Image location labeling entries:
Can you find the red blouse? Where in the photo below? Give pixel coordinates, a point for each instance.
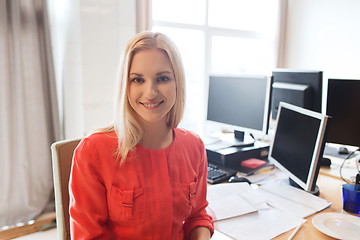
(155, 194)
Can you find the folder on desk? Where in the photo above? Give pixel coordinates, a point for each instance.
(228, 200)
(275, 205)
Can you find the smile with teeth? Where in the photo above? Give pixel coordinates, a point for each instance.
(151, 105)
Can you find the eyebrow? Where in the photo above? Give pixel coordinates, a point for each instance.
(157, 74)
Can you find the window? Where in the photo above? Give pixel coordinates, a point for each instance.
(218, 37)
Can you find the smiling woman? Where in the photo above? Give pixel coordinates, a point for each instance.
(153, 94)
(145, 178)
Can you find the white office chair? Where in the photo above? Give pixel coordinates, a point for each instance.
(62, 154)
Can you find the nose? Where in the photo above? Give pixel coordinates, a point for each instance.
(152, 90)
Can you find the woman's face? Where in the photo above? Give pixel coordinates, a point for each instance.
(152, 90)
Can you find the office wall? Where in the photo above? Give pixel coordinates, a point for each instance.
(325, 35)
(88, 37)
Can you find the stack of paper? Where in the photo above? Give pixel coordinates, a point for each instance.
(240, 210)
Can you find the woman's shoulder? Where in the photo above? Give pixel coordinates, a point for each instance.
(99, 139)
(187, 136)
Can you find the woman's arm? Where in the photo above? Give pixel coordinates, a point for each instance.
(200, 233)
(88, 208)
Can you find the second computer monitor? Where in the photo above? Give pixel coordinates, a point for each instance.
(299, 144)
(241, 102)
(298, 87)
(343, 106)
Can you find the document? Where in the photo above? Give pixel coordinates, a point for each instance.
(239, 209)
(228, 200)
(280, 194)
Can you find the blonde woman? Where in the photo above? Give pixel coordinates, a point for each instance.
(142, 177)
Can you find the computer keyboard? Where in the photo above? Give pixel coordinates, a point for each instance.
(217, 174)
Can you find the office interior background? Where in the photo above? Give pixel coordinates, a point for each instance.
(214, 37)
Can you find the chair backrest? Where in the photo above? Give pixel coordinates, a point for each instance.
(62, 154)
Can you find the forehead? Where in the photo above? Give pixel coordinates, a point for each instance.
(150, 59)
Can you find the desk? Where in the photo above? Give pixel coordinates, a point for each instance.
(330, 189)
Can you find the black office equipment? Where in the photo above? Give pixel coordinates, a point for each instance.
(218, 174)
(343, 106)
(232, 157)
(298, 145)
(300, 88)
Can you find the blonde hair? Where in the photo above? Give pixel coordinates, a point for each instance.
(126, 123)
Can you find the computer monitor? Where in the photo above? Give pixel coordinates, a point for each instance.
(300, 88)
(343, 106)
(298, 145)
(240, 102)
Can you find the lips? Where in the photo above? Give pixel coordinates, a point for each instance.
(151, 105)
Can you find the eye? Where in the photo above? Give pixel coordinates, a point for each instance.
(137, 80)
(163, 79)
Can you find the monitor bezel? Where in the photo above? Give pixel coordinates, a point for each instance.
(299, 76)
(335, 139)
(266, 114)
(310, 183)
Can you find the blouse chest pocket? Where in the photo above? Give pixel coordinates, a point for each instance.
(127, 205)
(184, 199)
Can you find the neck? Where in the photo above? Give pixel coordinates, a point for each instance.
(156, 136)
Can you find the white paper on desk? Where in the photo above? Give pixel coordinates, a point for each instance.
(281, 195)
(264, 224)
(228, 200)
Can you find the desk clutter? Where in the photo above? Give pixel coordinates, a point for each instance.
(238, 209)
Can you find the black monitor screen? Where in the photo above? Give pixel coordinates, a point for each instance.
(300, 88)
(343, 106)
(298, 144)
(239, 101)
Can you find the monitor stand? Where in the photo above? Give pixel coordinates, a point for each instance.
(238, 139)
(226, 140)
(315, 192)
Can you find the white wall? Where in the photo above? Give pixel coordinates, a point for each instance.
(88, 37)
(324, 35)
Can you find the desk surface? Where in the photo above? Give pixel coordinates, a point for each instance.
(330, 185)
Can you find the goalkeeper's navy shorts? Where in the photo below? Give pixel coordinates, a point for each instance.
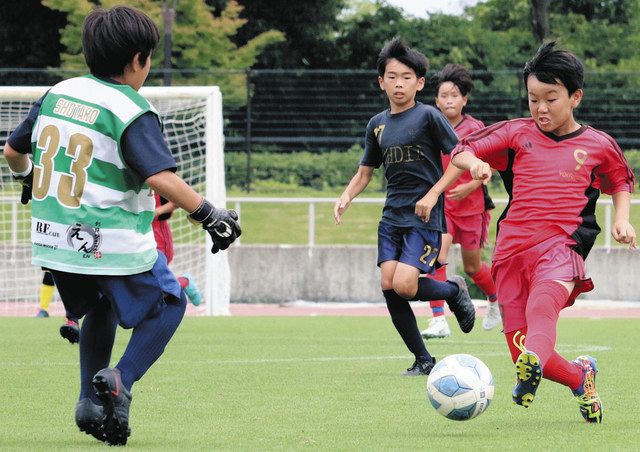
(418, 247)
(132, 297)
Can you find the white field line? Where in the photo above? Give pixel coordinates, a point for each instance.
(317, 359)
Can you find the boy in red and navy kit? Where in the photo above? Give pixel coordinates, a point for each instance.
(553, 169)
(465, 211)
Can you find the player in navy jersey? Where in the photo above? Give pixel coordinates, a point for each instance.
(407, 139)
(466, 205)
(553, 169)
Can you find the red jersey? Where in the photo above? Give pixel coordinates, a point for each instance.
(553, 182)
(473, 204)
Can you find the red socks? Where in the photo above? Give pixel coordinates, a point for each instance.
(543, 309)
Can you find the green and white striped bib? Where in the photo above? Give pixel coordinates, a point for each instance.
(91, 213)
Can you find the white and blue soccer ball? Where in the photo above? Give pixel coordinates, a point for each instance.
(460, 387)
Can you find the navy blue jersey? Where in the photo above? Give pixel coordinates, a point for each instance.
(409, 145)
(143, 145)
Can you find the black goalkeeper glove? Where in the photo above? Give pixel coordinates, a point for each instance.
(221, 224)
(27, 184)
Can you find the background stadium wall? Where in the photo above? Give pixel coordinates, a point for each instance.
(349, 274)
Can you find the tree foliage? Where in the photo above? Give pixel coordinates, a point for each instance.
(202, 40)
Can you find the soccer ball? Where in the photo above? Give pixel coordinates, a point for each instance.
(460, 387)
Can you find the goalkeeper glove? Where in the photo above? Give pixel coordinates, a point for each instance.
(221, 224)
(26, 180)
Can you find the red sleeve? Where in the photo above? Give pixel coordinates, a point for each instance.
(614, 173)
(490, 144)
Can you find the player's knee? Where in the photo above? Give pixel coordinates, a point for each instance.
(405, 288)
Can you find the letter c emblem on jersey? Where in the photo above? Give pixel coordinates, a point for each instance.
(581, 157)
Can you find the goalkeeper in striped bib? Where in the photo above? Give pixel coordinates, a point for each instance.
(98, 155)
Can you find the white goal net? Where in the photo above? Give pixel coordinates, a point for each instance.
(192, 119)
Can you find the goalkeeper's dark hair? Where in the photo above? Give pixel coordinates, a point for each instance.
(553, 66)
(397, 49)
(456, 74)
(111, 38)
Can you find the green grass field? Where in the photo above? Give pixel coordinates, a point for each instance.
(312, 383)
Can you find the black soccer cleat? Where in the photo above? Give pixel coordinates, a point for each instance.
(420, 367)
(461, 305)
(89, 418)
(70, 330)
(116, 401)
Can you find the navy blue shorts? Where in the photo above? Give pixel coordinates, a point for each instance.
(132, 297)
(418, 247)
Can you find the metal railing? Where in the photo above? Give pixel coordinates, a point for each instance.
(238, 201)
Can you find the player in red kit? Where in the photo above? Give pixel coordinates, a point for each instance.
(553, 169)
(465, 208)
(164, 241)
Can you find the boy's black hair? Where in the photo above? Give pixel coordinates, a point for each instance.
(111, 38)
(456, 74)
(397, 49)
(551, 65)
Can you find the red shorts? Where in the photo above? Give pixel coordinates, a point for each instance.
(470, 231)
(553, 259)
(164, 238)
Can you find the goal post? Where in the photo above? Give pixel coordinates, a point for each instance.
(193, 129)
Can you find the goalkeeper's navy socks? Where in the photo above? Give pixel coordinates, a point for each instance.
(431, 289)
(98, 332)
(404, 320)
(149, 339)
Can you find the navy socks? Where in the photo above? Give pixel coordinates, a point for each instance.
(404, 320)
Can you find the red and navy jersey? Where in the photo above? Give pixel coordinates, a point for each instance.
(474, 203)
(553, 181)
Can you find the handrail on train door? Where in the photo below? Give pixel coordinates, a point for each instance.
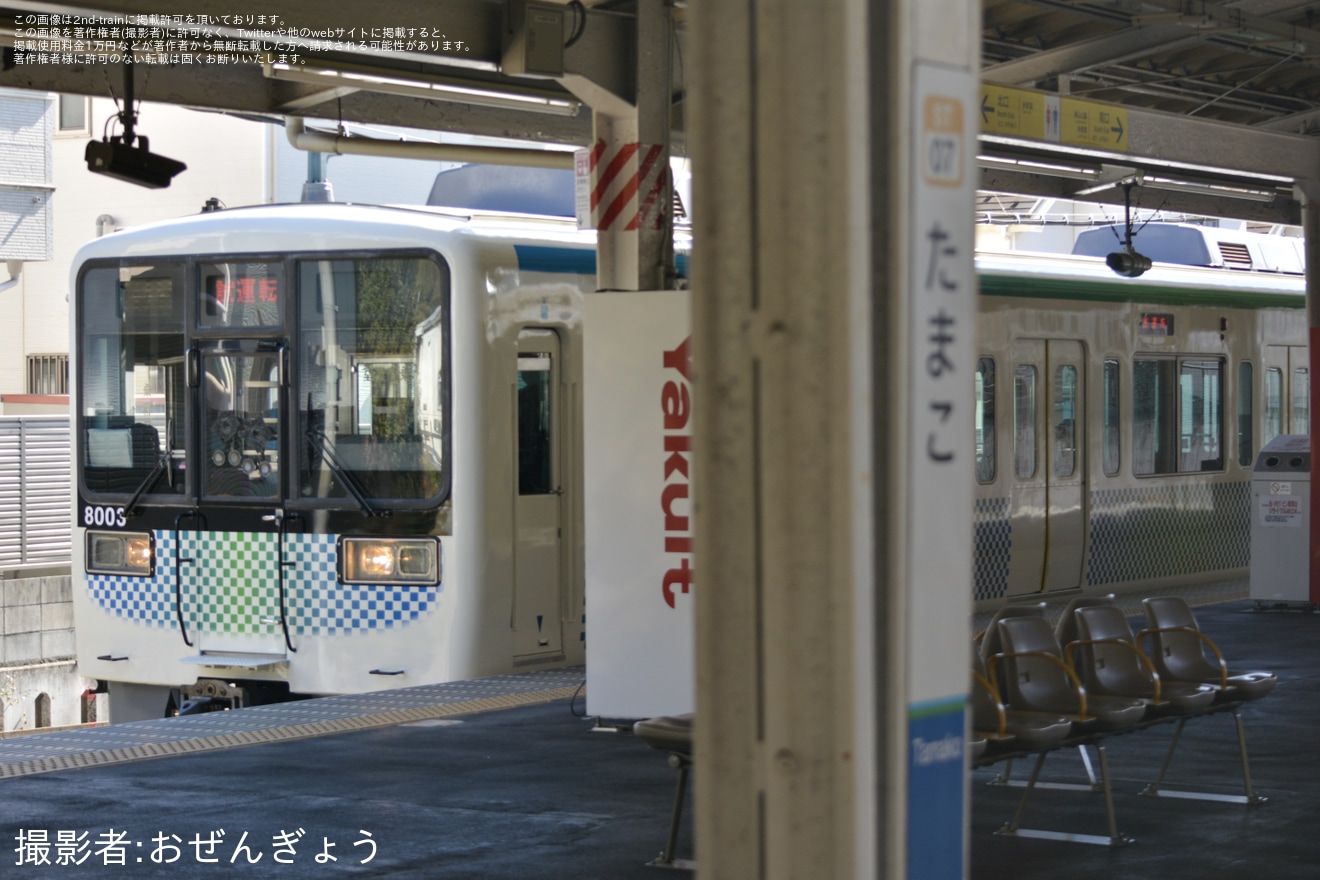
(178, 573)
(284, 611)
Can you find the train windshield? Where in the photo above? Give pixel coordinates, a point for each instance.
(371, 379)
(223, 380)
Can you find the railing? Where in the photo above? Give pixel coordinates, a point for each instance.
(36, 484)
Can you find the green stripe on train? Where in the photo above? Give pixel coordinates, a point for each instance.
(1032, 288)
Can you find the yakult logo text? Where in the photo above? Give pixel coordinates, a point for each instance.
(675, 500)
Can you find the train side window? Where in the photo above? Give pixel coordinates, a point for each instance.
(1154, 417)
(1245, 447)
(1024, 421)
(535, 471)
(1110, 426)
(1300, 401)
(1065, 420)
(1178, 416)
(985, 420)
(1273, 404)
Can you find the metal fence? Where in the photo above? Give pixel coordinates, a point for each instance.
(36, 484)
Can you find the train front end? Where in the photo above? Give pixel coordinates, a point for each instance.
(263, 450)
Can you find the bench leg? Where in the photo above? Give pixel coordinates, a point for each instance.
(1250, 798)
(1014, 827)
(667, 859)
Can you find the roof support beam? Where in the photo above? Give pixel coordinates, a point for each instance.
(1116, 48)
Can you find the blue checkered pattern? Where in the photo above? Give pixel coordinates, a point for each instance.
(149, 600)
(993, 532)
(218, 594)
(1164, 529)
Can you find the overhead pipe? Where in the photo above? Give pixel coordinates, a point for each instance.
(342, 145)
(15, 273)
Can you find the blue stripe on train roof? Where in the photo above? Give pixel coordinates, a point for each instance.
(541, 257)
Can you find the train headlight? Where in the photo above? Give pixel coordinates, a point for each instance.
(120, 553)
(390, 561)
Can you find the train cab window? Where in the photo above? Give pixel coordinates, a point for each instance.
(1178, 416)
(131, 379)
(985, 420)
(1065, 420)
(1273, 404)
(372, 384)
(1300, 401)
(1110, 437)
(1245, 447)
(1024, 421)
(240, 294)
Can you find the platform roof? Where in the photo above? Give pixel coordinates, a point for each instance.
(1220, 102)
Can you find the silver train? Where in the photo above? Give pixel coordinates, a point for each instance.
(334, 449)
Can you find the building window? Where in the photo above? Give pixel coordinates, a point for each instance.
(1245, 446)
(985, 420)
(1110, 430)
(1024, 421)
(73, 114)
(48, 374)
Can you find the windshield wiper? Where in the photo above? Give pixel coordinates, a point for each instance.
(337, 469)
(152, 479)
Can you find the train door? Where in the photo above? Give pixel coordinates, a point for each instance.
(537, 508)
(230, 581)
(1048, 505)
(1287, 391)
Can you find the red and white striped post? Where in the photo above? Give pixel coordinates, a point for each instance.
(1310, 195)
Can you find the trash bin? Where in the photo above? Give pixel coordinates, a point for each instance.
(1281, 521)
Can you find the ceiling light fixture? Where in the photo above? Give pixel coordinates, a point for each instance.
(424, 86)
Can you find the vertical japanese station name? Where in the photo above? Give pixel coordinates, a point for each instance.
(941, 359)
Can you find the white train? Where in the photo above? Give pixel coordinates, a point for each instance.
(331, 449)
(326, 449)
(1118, 418)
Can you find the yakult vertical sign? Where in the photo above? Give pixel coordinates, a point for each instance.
(640, 582)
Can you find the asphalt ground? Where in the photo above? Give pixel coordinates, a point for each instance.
(535, 793)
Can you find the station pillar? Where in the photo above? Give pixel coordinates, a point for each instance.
(1310, 195)
(833, 356)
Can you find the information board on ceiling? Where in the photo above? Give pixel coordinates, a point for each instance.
(1036, 115)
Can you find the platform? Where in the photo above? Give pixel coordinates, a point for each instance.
(448, 785)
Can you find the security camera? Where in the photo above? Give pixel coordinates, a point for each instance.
(119, 158)
(1127, 263)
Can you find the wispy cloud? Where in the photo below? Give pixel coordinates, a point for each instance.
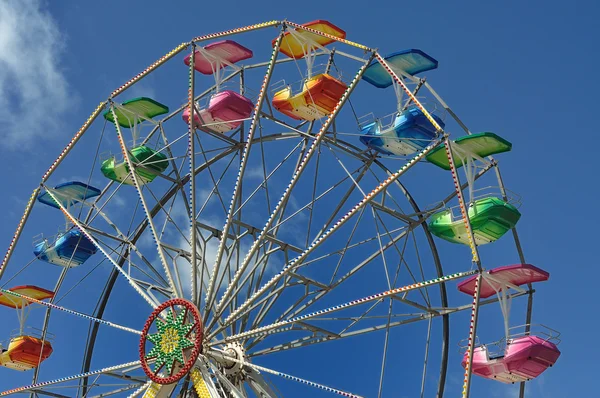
(33, 90)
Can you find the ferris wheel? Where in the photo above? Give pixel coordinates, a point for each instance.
(247, 231)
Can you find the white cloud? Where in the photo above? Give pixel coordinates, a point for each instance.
(34, 92)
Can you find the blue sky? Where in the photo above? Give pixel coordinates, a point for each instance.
(526, 71)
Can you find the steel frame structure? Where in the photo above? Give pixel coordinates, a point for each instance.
(251, 270)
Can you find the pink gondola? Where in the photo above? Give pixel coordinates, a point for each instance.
(225, 112)
(525, 358)
(218, 55)
(517, 274)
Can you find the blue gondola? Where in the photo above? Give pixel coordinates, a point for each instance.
(68, 250)
(410, 132)
(409, 61)
(68, 194)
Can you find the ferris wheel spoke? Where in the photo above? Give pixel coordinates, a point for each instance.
(72, 312)
(285, 196)
(211, 291)
(353, 303)
(297, 262)
(323, 288)
(132, 283)
(136, 181)
(220, 354)
(43, 384)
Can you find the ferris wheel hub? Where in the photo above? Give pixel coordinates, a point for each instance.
(176, 337)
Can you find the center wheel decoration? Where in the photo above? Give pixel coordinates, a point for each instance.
(177, 341)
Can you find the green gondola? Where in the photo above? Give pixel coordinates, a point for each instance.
(150, 164)
(490, 219)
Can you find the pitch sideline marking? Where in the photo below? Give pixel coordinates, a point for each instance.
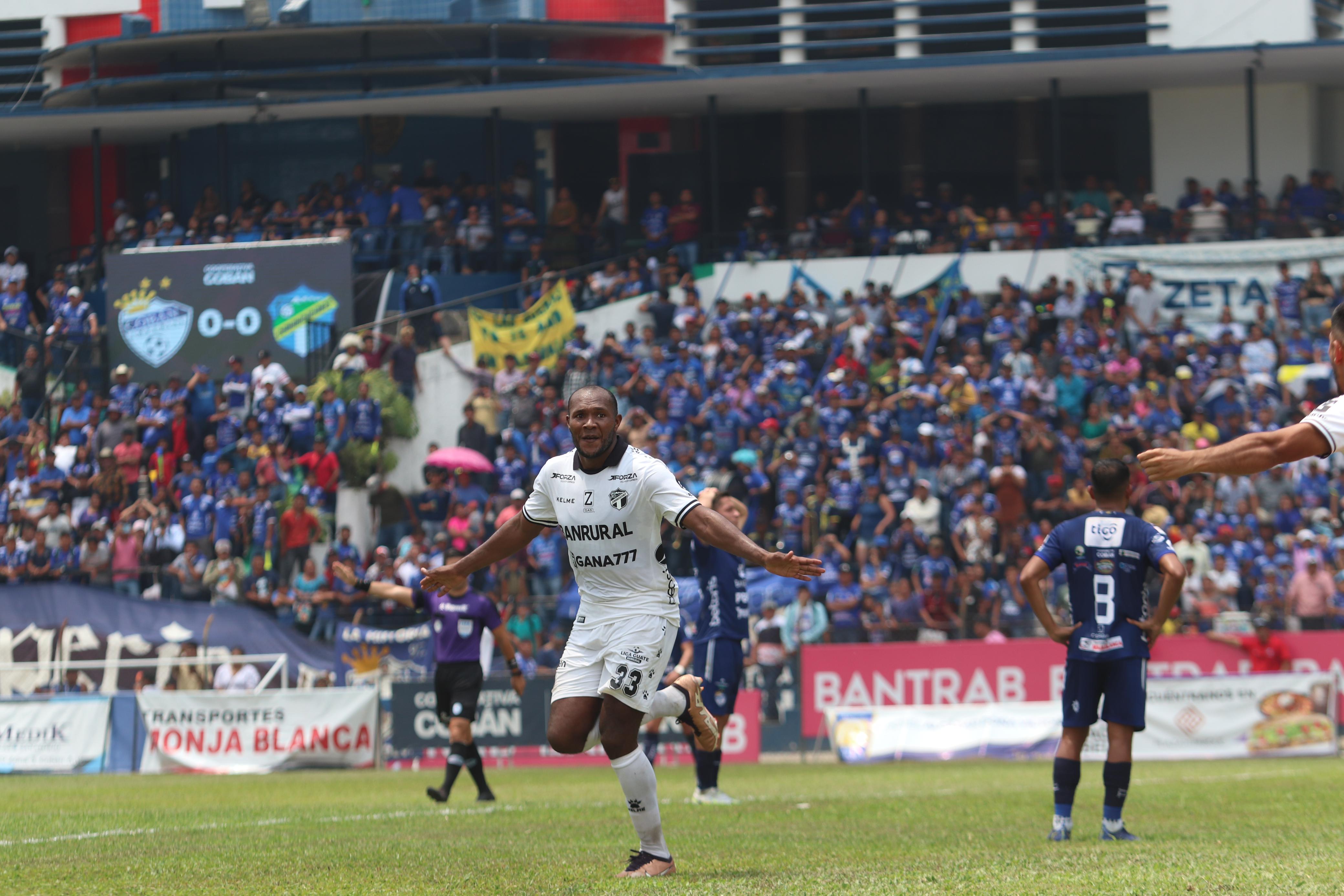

Brief
Copy the lines of the material verbatim, from the line containing "Can you find the platform roof?" through the line containing "(1036, 115)", both included.

Response to this task
Can you find the platform roof? Where in the photo above? Give pixel coordinates, a point for each instance.
(1220, 102)
Can you find the silver train? Where in the photo above? Give pixel coordinates, a point for each instance.
(334, 449)
Can you find the building window? Where in the photo above? Give pixel coordinates, a point for each instance.
(1245, 446)
(985, 420)
(1110, 430)
(1024, 421)
(73, 114)
(48, 374)
Can you find the windshield wiper? Where in the photo above? Give pixel coordinates, a point for each instance.
(337, 469)
(152, 479)
Can you find the train door? Where in the photo above? Give pixel coordinates, a point for each instance.
(537, 508)
(230, 581)
(1048, 505)
(1287, 391)
Can you find the red and white striped post? Where in the photo above? Give pixel coordinates, a point for each instance.
(1310, 195)
Can you find the trash bin? Where in the photo above? Give pixel coordinates, a point for each instance.
(1281, 521)
Can you find the ceiling light fixture? Where in the photo above? Give pixel coordinates, a point for each instance.
(424, 86)
Can you find the vertical japanese station name? Where in the photo above? Give pixel coordinates, a point for each instance.
(941, 359)
Can you find the white train? Where in the photo above? Give pixel coordinates, a point for each instance.
(331, 449)
(326, 449)
(1118, 418)
Can you find the yakult vertical sign? Where in the photo above? Give pixel coordinates, a point for each instance.
(640, 582)
Can you find the asphalt ground? Where in the photo above? Give pixel coordinates, a point for each instance.
(535, 793)
Can you find the station pillar? Where in the photo above? Give pixel coordinates, a point for each instance.
(1310, 195)
(833, 356)
Can you find the information board on ceiling? Where in the photo above? Give pixel coordinates, a point for each instance.
(1036, 115)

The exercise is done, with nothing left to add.